→ WHAT YOU ARE ASKED TO DO: Please quote everything from the start of the data down to the line containing "POLYGON ((0 263, 7", including both ends.
=== RECORDS SHOWN ===
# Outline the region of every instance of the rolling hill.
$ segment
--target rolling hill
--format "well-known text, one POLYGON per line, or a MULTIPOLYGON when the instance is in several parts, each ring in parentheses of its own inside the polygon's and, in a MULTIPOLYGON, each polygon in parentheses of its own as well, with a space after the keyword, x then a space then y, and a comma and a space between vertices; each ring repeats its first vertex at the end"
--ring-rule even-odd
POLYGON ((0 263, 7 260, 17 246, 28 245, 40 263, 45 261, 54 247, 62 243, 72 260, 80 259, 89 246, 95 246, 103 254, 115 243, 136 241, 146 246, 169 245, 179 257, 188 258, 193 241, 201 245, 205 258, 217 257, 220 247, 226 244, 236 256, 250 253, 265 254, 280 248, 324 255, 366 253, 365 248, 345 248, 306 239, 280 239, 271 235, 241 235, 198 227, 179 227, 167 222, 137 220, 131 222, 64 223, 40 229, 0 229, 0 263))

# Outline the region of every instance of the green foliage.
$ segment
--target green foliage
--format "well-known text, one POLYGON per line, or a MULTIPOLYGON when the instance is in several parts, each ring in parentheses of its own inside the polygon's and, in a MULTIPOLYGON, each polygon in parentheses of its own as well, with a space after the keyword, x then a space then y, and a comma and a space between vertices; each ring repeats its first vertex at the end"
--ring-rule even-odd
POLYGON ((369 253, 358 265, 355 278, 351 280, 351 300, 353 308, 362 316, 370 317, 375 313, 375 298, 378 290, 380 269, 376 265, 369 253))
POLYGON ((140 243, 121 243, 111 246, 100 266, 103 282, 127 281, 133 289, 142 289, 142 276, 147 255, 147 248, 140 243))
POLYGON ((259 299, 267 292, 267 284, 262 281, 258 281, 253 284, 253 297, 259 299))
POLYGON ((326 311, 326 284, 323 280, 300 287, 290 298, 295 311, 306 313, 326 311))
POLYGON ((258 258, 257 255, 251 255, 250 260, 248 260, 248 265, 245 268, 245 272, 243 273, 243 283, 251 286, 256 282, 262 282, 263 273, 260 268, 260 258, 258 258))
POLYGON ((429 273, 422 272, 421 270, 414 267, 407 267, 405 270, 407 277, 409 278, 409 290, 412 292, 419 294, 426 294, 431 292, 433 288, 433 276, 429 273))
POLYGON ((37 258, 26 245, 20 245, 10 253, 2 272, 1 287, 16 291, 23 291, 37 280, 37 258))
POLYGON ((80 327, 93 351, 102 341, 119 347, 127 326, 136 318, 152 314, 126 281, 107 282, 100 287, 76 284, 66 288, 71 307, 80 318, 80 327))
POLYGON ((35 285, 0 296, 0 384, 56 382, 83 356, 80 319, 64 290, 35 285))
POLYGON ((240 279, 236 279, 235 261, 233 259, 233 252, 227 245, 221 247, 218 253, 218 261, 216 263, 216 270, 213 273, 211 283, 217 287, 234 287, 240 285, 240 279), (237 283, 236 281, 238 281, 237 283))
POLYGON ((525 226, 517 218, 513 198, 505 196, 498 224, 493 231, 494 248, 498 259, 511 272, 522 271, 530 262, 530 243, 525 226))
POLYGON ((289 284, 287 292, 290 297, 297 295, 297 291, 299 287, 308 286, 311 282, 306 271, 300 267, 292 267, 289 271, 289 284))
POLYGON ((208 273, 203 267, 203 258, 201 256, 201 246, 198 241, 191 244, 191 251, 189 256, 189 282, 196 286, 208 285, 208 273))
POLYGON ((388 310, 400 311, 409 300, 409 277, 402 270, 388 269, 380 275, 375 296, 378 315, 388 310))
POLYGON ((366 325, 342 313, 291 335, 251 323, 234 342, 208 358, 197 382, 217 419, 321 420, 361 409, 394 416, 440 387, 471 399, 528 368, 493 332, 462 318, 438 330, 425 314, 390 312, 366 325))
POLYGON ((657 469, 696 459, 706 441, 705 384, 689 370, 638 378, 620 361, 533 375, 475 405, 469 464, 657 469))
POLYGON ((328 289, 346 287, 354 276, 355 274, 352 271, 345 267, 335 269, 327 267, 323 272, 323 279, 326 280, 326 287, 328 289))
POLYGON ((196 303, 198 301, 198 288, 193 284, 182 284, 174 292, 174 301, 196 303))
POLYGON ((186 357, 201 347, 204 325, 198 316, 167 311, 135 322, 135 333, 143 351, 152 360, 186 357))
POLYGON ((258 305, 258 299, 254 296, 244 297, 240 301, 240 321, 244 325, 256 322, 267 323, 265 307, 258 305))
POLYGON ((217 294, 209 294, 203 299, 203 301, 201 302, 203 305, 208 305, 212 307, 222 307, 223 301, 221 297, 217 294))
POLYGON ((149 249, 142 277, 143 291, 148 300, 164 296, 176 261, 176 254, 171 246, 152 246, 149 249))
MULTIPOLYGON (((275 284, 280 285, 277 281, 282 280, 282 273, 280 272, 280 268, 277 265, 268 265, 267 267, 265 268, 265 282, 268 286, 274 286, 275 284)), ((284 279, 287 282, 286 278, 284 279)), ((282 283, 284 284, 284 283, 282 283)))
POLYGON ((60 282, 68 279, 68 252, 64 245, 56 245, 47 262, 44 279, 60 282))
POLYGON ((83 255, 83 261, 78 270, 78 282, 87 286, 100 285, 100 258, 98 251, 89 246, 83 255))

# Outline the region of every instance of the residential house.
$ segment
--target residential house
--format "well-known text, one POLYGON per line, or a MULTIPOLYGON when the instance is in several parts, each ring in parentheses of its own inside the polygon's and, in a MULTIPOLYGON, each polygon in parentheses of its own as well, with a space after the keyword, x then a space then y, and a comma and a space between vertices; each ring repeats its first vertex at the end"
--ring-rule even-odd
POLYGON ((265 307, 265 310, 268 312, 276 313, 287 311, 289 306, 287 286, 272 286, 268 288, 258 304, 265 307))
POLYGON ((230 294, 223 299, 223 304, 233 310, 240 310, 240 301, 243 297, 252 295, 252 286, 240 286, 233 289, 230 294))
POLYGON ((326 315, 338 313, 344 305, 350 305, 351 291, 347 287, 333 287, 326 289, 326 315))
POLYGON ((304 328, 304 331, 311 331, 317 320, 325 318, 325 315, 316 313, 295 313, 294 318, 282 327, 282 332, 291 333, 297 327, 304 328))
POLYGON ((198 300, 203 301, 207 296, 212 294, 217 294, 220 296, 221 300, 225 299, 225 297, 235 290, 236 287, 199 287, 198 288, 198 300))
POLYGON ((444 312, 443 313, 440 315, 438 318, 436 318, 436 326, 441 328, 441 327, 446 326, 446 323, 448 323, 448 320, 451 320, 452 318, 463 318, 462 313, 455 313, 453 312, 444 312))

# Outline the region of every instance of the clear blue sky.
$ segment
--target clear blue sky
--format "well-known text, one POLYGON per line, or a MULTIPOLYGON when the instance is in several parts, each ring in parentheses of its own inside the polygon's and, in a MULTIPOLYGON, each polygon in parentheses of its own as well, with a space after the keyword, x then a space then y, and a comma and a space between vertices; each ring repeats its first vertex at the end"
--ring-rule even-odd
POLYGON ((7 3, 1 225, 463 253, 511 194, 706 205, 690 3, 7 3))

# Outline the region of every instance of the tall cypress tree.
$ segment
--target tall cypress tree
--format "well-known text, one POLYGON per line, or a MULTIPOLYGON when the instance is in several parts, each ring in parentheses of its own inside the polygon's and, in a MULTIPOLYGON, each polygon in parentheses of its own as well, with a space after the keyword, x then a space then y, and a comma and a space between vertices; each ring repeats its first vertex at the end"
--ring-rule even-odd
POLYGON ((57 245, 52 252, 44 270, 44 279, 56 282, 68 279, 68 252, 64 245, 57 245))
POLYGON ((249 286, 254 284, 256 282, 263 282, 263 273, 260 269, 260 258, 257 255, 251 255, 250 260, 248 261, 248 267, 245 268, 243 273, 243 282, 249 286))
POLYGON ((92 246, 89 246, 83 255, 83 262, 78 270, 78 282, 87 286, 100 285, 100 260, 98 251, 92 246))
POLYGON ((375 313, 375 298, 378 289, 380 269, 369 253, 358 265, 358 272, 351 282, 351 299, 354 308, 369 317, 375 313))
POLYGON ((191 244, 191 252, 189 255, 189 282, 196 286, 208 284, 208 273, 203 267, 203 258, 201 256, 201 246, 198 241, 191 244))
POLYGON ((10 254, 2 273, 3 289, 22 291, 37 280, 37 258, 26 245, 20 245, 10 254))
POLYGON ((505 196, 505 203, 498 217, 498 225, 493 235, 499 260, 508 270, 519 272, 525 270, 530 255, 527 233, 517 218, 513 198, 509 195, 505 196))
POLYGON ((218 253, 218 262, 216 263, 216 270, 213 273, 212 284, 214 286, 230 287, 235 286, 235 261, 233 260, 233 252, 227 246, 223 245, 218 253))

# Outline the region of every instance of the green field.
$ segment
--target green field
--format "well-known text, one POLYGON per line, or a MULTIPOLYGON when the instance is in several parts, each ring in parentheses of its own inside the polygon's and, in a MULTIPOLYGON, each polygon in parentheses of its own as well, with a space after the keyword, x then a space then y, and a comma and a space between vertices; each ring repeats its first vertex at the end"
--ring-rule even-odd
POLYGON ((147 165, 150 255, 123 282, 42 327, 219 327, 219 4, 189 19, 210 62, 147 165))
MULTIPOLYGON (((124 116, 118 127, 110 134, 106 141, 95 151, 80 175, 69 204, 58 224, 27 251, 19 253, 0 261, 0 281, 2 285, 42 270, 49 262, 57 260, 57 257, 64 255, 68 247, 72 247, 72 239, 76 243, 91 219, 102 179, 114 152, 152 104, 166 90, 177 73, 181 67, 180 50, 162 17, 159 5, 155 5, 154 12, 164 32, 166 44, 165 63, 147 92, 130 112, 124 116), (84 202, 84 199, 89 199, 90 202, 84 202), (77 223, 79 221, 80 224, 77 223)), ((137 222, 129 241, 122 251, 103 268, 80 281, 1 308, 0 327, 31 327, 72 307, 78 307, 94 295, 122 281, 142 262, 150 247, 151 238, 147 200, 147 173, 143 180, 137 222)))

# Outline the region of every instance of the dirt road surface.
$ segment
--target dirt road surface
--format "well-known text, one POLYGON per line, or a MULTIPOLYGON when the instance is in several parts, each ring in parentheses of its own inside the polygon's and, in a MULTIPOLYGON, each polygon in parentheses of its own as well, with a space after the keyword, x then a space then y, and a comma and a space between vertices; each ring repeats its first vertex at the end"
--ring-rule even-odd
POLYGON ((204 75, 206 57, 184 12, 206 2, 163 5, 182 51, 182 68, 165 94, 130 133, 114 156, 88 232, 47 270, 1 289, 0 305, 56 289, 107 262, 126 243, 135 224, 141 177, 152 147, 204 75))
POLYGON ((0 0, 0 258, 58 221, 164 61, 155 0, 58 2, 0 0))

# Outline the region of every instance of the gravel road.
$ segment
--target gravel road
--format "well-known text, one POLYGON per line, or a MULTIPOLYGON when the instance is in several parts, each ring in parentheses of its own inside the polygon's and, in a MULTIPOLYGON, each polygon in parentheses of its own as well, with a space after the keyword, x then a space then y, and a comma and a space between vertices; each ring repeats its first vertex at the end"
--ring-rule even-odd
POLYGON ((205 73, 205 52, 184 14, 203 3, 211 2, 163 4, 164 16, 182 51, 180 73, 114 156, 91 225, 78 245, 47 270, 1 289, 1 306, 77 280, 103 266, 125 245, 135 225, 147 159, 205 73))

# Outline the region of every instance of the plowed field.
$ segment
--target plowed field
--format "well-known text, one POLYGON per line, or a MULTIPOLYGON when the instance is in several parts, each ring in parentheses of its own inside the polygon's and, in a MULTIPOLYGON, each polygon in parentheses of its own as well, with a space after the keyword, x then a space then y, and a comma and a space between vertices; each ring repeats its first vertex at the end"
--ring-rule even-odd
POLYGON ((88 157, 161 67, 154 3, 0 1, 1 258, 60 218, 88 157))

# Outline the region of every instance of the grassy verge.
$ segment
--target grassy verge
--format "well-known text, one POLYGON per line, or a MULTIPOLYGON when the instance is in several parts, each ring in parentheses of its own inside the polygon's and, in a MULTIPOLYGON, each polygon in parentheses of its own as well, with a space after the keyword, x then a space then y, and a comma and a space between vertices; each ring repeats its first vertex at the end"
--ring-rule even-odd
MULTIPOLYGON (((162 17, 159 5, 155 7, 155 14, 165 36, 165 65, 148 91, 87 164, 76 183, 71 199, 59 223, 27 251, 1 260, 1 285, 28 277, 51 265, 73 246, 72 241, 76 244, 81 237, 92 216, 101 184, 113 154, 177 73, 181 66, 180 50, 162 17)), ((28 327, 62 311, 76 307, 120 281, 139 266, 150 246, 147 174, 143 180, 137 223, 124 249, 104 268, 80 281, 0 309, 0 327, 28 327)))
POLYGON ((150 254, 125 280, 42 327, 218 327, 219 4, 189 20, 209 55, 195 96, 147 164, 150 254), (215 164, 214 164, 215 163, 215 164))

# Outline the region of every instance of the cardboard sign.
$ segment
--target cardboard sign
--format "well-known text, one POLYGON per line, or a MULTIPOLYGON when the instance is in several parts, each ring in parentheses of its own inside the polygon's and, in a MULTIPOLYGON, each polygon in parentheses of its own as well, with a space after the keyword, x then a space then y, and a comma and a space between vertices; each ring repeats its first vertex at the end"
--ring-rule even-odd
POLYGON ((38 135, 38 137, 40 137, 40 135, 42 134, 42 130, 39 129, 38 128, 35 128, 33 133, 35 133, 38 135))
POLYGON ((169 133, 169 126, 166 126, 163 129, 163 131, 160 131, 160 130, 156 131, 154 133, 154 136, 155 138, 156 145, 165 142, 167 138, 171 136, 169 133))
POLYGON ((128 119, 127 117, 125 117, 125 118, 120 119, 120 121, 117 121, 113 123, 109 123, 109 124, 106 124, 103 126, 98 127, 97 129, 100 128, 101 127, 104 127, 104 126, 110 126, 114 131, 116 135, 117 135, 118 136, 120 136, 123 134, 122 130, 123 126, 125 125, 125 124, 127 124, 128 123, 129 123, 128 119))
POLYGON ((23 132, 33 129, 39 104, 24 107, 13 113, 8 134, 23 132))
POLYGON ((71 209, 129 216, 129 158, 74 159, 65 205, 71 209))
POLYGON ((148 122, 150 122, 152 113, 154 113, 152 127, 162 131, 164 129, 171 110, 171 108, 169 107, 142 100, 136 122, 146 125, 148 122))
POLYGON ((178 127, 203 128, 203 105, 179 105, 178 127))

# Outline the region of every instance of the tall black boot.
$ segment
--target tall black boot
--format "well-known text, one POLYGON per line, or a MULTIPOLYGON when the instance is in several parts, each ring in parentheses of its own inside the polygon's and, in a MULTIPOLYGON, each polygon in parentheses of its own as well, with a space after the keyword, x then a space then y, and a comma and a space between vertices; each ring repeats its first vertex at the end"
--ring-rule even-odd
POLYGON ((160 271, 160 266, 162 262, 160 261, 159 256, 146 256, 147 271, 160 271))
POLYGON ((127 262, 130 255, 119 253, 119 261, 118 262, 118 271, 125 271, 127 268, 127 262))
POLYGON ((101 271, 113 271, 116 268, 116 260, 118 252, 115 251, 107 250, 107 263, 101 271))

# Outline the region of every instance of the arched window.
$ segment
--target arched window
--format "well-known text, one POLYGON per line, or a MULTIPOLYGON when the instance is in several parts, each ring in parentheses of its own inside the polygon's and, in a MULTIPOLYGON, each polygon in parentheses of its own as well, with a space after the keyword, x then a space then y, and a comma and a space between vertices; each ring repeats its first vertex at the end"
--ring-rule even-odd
===
→ REPLY TO THE EXERCISE:
# Outline the region of every instance of the rolling hill.
$ segment
--target rolling hill
--format "well-known text, one POLYGON per line, or a MULTIPOLYGON when the instance is in several parts, each ring in parentheses of its own inside the polygon's and, in a MULTIPOLYGON, each polygon in parentheses of its own as well, with a space after the keyword, x then a space then y, and a comma and a space between vertices; each ring repeats its first vertex at the end"
--ring-rule even-odd
POLYGON ((0 263, 7 260, 17 246, 28 245, 40 263, 45 261, 54 247, 62 243, 72 260, 80 259, 89 246, 95 246, 103 254, 115 243, 136 241, 146 246, 169 245, 179 257, 188 258, 193 241, 201 245, 205 258, 217 257, 220 247, 226 244, 236 256, 250 253, 265 254, 280 248, 324 255, 366 253, 365 248, 345 248, 306 239, 280 239, 271 235, 241 235, 198 227, 179 227, 167 222, 137 220, 131 222, 64 223, 40 229, 0 229, 0 263))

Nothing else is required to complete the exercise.